Write out the lines below as a JSON list of strings, one string per line, leaving out blank lines and the pictures.
━━━━━━━━━━━━━━━━
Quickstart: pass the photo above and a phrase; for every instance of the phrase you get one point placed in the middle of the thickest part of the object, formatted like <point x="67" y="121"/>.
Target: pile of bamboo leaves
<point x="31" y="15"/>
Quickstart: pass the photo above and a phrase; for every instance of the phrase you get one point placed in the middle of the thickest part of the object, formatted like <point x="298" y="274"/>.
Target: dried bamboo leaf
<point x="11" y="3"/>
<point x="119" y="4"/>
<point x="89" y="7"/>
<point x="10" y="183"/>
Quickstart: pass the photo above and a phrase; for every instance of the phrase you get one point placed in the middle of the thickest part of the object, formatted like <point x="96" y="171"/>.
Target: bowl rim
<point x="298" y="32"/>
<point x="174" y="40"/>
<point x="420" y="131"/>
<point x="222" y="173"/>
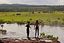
━━━━━━━━━━━━━━━━
[TASK RESPONSE]
[
  "Quickstart: pass the photo above and a phrase; for every instance of the phrase you get one point placed in the middle of the thickest part of the object, formatted like <point x=\"67\" y=\"121\"/>.",
  "Target: pile of bamboo leaves",
  "<point x=\"31\" y=\"15\"/>",
  "Quickstart: pass the photo above and a phrase; for every instance of the phrase you get one point placed in the middle of the thickest part of the object, formatted like <point x=\"298\" y=\"274\"/>.",
  "Target: dried bamboo leaf",
  "<point x=\"11\" y=\"3\"/>",
  "<point x=\"119\" y=\"4\"/>",
  "<point x=\"89\" y=\"7\"/>",
  "<point x=\"10\" y=\"183\"/>",
  "Quickstart: pass the photo above and a phrase; for every instance of the phrase you get one point placed in the middle of the thickest part of the object, formatted like <point x=\"96\" y=\"171\"/>.",
  "Target: bowl rim",
  "<point x=\"298\" y=\"32\"/>",
  "<point x=\"174\" y=\"40\"/>",
  "<point x=\"420\" y=\"131\"/>",
  "<point x=\"222\" y=\"173\"/>"
]